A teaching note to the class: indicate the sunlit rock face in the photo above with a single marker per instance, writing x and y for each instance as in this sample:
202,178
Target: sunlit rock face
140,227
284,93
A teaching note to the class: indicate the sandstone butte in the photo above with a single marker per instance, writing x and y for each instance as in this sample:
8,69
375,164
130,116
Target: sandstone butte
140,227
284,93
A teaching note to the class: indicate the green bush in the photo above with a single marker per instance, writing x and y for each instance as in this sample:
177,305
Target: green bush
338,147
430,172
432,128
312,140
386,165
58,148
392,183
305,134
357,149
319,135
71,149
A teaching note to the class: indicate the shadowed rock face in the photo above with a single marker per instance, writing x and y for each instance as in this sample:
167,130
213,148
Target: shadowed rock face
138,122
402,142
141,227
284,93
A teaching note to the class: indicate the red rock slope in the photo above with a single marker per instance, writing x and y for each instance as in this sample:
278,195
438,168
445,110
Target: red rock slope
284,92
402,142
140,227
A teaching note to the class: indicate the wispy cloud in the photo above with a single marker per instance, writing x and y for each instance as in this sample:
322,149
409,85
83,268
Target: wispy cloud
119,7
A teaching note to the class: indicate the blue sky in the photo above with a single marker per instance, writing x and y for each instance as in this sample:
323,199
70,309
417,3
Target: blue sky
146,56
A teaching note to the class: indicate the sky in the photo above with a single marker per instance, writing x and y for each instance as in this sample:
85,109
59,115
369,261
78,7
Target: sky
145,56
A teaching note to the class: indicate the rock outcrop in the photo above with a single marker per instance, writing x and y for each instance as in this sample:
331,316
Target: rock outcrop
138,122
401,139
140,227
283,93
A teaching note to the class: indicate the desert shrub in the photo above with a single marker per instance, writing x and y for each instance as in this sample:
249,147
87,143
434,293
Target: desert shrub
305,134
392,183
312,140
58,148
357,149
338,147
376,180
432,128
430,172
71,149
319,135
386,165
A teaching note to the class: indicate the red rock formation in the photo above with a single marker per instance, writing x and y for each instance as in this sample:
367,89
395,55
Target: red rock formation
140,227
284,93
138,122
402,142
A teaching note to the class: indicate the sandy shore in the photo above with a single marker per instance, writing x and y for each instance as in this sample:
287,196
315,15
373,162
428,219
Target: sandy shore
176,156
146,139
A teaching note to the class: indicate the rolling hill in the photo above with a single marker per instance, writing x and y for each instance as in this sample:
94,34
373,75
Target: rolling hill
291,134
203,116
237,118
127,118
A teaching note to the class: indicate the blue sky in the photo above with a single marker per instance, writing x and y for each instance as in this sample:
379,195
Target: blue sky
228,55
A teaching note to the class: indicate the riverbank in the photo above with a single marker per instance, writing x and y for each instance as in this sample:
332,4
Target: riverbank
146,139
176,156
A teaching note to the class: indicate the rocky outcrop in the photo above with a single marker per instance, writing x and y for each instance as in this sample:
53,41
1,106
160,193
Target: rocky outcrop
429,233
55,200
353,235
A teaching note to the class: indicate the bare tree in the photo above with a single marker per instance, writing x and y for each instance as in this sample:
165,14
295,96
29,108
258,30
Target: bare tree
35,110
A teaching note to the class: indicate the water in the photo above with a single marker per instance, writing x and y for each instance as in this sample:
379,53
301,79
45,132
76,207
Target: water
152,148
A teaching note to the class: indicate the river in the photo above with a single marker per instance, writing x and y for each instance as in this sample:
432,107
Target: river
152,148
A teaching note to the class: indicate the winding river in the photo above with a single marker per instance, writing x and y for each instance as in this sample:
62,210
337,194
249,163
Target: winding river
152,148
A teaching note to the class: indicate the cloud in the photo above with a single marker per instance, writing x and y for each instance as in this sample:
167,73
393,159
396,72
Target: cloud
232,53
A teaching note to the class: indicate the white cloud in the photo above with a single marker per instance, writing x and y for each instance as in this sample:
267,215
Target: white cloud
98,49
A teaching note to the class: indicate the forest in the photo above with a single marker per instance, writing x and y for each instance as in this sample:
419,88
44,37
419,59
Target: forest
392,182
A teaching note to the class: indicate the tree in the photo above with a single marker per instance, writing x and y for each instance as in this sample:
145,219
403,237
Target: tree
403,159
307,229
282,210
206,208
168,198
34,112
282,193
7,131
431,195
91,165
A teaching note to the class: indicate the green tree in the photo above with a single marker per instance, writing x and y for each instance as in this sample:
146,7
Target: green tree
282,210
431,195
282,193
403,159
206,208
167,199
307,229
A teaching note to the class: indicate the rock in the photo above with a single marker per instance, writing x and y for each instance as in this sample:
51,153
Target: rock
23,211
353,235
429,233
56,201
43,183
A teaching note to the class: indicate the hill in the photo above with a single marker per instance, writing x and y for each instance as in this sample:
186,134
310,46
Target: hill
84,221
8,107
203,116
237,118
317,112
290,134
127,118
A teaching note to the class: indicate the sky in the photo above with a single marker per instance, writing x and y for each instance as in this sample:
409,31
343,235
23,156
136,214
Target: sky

----

» **Problem to work on**
Set down, word for word, only the lines running from the line with "A teaching note to the class: indicate the rock in" to the last line of the listing above. Both of those lines belong in your answer.

» **Solution**
A teaching note to the class: indicate the rock in the photo above with a single marker per instance, writing x and y for each instance as in this sample:
51,153
Target: rock
23,211
353,235
429,233
56,201
43,183
A teaching note to the class: indicate the hill in the photo above with a single marker per instance, writing x and y for each instance as in this sample:
186,134
310,46
Target: hill
84,221
8,107
203,116
237,118
317,112
290,134
127,118
A teaching note to the class: indicate the sky in the photo above with a single marker per instance, writing x and y for each instance as in this sample:
409,31
343,235
23,156
136,214
Target: sky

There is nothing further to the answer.